◆ EXCERPTED TEXT ◆
┌──

Each main theme in Catholic Social Teaching contains a number of key principles, around which the ideas cluster. Two of the three principles present in the theme of Call to Community and Participation are in the title itself – Community and Participation. The third is the principle of the Common Good.
These principles are linked by practical realities, which function as their everyday expressions – ways of putting them into action. The three that are considered here are family life, service and social and political action.
We are not created by God to live alone. In the beginning, God created humanity male and female (Gen 1:27; 2:18), destined to live in community with one another and with God. This is not something that is added on to human nature, but is an essential part of it. We are relational beings and, as such, living in community is an essential expression of who we are. (Catechism of the Catholic Church (CCC), paragraph 1878-9; Compendium of the Social Doctrine of the Church, paragraph 149)
This is perhaps easiest to understand, for many, in the experience of Church. When people profess their faith during the celebration of mass, it is done in community together. This symbolism of common faith is powerfully represented at Easter, when baptismal promises are renewed. It is no less true, however, of life in society. As the Pastoral Constitution on the Church in the Modern World, one of the major documents of Vatican II, put it:
“The joys and the hopes, the griefs and the anxieties of the men of this age, especially those who are poor or in any way afflicted, these are the joys and hopes, the griefs and anxieties of the followers of Christ. Indeed, nothing genuinely human fails to raise an echo in their hearts. […] That is why this community realizes that it is truly linked with humankind and its history by the deepest of bonds.”
Gaudium et Spes – “The Joys and Hopes” paragraph 1, (1965)
A community shares a great deal. Its members may have a common history and a sense of a shared identity. They are bound together by cultural, political and economic structures, and express their shared lives in professional, political and recreational associations and groups. ‘This network of relationships strengthens the social fabric and constitutes the basis of a true community of persons’. (Compendium, paragraph 185) A Catholic understanding of community goes beyond these features, too, since it finds its fullest expression in communion – something that is willed by God and is, indeed, a gift from God. Christians are called ‘to the building up of a social, economic and political life that corresponds to God’s plan.’ (Compendium, paragraph 40)

└──

◆ PROVIDED MATERIAL ◆
┌──

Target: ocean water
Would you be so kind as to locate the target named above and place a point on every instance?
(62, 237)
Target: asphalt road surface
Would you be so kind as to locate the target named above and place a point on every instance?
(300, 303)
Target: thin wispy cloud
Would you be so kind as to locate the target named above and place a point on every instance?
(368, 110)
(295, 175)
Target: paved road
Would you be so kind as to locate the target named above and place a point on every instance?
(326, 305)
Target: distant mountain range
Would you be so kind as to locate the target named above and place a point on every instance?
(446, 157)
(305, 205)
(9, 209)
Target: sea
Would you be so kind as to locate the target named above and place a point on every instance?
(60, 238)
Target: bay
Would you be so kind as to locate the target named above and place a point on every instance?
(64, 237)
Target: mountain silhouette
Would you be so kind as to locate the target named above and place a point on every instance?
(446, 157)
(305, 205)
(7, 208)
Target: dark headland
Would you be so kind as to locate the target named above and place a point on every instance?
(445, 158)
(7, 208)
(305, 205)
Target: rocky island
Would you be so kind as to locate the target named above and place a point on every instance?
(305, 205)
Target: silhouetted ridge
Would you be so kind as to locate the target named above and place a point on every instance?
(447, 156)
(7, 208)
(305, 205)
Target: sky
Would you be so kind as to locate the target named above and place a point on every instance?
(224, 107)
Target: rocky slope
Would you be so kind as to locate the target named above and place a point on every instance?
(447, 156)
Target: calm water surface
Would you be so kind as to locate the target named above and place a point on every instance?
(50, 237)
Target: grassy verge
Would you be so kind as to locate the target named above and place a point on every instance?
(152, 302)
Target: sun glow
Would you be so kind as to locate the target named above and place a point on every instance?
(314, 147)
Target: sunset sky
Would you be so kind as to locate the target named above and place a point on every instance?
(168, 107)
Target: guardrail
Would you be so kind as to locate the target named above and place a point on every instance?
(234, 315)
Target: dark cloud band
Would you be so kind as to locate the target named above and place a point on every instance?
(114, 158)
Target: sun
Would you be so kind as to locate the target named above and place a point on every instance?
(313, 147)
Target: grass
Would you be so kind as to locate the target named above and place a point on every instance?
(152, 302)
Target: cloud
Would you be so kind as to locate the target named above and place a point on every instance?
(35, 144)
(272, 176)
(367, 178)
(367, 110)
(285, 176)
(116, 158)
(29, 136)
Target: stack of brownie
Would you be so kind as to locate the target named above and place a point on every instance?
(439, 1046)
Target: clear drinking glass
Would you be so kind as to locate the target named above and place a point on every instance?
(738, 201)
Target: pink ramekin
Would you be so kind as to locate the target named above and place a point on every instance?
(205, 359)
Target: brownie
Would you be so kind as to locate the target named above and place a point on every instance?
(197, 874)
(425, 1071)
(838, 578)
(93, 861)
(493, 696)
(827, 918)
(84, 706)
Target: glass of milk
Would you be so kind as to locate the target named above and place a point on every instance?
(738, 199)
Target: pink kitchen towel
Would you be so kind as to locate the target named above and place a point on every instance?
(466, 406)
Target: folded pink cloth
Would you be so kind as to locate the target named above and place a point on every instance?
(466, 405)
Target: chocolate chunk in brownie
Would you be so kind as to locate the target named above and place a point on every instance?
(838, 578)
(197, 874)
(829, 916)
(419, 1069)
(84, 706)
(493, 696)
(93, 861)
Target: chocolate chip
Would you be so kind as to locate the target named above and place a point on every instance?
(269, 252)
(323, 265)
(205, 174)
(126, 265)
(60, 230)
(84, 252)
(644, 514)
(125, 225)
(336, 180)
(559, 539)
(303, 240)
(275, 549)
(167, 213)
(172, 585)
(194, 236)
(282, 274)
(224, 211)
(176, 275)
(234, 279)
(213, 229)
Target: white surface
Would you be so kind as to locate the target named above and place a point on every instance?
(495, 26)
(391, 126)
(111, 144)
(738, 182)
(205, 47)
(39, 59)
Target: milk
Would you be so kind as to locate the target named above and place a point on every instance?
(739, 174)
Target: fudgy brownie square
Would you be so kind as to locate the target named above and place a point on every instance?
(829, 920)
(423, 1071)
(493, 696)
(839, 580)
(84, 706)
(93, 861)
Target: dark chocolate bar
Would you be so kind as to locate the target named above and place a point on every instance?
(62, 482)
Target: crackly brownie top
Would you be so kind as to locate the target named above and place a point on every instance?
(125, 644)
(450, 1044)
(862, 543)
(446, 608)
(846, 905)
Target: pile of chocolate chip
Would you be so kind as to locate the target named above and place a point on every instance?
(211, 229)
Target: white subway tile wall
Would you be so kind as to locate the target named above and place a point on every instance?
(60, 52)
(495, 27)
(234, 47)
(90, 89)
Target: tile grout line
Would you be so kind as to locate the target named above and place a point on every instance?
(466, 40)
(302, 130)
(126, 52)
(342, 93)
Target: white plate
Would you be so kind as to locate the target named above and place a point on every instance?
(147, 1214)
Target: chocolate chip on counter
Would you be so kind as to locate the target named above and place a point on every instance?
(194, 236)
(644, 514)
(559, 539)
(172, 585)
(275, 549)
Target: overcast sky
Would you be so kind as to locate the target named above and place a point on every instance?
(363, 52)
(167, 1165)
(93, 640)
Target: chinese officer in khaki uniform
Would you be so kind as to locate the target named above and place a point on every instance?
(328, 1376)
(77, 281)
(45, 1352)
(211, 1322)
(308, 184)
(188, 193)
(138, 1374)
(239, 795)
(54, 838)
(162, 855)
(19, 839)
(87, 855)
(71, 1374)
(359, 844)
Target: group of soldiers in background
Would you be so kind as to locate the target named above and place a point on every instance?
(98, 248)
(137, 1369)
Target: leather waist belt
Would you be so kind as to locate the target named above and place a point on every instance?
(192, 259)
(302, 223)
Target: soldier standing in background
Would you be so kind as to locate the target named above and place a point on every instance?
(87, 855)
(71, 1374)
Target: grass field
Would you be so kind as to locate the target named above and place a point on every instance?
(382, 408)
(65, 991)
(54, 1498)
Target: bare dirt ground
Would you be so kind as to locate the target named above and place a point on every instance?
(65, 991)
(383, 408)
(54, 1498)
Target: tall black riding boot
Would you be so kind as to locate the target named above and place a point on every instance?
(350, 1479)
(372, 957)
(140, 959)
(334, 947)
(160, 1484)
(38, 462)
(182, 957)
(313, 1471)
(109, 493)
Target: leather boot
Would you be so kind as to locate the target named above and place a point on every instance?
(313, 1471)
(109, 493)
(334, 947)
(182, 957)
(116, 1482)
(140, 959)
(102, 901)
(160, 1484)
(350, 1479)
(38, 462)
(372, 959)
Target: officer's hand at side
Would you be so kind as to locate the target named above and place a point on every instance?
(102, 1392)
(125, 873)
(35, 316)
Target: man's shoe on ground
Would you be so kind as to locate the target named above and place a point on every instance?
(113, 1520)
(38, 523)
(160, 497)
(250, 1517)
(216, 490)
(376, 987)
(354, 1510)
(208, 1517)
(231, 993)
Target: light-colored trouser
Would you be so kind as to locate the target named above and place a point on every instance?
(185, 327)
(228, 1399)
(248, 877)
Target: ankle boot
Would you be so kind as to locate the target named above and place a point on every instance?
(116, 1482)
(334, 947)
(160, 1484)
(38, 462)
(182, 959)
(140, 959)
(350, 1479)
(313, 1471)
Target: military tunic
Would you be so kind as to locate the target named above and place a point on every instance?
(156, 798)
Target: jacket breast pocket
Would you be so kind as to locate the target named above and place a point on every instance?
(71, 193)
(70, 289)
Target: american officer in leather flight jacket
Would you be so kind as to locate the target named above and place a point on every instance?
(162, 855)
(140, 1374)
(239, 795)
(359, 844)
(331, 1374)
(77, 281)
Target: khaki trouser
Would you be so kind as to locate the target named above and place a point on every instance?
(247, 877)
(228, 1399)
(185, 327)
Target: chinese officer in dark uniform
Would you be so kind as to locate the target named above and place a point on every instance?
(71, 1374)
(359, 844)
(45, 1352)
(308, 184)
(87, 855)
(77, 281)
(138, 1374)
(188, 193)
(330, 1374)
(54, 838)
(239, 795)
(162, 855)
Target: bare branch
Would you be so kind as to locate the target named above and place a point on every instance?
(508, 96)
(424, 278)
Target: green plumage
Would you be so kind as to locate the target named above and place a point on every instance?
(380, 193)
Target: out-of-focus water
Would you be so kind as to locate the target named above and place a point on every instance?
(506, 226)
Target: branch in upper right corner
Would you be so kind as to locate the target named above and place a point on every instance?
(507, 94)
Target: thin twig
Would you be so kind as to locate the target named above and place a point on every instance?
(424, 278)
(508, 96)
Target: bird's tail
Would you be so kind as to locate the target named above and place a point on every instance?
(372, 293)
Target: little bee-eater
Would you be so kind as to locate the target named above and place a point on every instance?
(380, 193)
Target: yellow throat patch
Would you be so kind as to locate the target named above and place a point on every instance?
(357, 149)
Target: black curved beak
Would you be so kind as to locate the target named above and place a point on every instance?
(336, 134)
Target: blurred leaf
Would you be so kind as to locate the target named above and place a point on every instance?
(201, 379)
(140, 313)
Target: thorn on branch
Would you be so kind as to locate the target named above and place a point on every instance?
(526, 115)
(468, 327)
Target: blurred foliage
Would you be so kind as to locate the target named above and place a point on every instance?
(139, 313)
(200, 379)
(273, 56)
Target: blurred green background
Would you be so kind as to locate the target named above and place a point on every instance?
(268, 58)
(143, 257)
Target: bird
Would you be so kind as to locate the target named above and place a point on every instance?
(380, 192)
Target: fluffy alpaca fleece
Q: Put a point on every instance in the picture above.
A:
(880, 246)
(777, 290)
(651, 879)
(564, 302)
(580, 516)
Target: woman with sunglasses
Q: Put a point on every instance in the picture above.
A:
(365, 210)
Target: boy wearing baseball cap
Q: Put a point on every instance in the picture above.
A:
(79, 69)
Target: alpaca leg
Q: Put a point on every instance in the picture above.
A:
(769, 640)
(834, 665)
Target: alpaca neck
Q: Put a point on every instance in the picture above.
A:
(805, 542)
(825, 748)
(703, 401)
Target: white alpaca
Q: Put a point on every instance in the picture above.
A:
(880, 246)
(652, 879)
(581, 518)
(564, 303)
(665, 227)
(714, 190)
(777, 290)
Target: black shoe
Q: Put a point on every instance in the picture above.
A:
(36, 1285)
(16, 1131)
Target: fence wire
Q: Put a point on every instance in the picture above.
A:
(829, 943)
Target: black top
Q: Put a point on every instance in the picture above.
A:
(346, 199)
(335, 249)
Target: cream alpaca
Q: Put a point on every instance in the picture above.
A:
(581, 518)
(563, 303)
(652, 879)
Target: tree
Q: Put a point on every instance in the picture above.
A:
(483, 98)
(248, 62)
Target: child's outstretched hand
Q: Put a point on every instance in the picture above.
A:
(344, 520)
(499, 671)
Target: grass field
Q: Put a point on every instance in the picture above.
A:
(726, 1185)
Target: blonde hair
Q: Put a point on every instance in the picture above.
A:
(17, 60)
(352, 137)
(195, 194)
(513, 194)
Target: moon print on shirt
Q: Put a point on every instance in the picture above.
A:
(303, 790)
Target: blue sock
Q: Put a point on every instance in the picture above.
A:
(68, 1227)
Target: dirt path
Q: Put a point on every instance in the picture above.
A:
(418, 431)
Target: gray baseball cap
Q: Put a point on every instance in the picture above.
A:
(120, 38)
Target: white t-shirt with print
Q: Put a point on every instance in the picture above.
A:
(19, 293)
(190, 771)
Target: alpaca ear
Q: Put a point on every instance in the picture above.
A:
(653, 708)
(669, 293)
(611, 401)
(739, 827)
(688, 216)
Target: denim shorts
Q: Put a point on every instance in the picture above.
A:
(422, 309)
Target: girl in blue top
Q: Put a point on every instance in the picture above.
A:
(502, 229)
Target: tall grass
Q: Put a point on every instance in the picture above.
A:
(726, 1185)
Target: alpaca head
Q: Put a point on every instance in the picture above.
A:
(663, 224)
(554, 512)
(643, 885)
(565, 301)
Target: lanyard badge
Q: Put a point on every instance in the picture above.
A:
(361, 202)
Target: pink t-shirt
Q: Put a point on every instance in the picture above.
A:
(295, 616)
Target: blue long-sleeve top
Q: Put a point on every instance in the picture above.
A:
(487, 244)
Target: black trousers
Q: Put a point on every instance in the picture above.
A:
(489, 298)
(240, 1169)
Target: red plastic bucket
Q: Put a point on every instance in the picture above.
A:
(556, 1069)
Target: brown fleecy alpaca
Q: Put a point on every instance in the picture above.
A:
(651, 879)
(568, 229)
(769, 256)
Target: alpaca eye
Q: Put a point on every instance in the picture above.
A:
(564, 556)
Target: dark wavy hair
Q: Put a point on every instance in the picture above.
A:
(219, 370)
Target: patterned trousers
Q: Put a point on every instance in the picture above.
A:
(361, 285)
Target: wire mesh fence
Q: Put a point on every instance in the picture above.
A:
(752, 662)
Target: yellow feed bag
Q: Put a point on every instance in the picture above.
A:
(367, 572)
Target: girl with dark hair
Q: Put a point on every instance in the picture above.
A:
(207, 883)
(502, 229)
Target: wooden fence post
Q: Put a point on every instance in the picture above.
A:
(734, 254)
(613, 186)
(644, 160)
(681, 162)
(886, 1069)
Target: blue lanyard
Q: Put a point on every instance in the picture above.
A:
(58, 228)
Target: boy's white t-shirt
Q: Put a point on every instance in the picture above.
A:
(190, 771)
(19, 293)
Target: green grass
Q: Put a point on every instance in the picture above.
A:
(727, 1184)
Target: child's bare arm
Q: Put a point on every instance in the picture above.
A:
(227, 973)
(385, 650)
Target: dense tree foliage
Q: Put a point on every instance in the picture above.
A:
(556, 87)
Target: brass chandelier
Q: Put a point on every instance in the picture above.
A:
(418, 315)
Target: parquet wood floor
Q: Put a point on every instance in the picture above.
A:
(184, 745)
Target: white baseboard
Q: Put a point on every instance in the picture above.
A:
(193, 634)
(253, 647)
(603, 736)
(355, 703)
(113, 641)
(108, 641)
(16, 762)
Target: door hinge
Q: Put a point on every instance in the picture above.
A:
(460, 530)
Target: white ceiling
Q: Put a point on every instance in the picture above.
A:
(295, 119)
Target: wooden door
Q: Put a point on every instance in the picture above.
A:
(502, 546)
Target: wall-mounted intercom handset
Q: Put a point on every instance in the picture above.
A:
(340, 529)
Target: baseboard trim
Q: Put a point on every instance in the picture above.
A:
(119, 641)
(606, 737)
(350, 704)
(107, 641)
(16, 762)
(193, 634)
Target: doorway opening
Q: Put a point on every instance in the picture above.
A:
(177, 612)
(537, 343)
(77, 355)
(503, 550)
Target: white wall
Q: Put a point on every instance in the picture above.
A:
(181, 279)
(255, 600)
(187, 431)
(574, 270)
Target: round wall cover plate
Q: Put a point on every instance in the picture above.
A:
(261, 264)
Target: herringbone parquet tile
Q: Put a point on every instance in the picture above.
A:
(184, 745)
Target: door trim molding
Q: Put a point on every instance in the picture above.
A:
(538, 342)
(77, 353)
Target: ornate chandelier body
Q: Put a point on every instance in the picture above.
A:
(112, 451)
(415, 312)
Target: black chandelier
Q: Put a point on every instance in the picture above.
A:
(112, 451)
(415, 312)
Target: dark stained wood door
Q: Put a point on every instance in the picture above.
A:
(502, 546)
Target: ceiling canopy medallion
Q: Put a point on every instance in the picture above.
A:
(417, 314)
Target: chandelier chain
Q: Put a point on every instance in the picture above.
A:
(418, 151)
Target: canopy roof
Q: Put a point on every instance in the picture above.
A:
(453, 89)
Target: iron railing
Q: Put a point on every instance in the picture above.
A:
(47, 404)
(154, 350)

└──

◆ COMPLETE THE FOLLOWING ◆
a - Copy word for word the passage on Catholic Social Teaching from "These principles are" to "Church, paragraph 149)".
b - Count the lines of the records that contain the string "white", treating case as significant, and give only the number.
The passage on Catholic Social Teaching and the records come from separate, unrelated sources.

◆ ANSWERS FOR THE TASKS ◆
a -
These principles are linked by practical realities, which function as their everyday expressions – ways of putting them into action. The three that are considered here are family life, service and social and political action.
We are not created by God to live alone. In the beginning, God created humanity male and female (Gen 1:27; 2:18), destined to live in community with one another and with God. This is not something that is added on to human nature, but is an essential part of it. We are relational beings and, as such, living in community is an essential expression of who we are. (Catechism of the Catholic Church (CCC), paragraph 1878-9; Compendium of the Social Doctrine of the Church, paragraph 149)

b - 9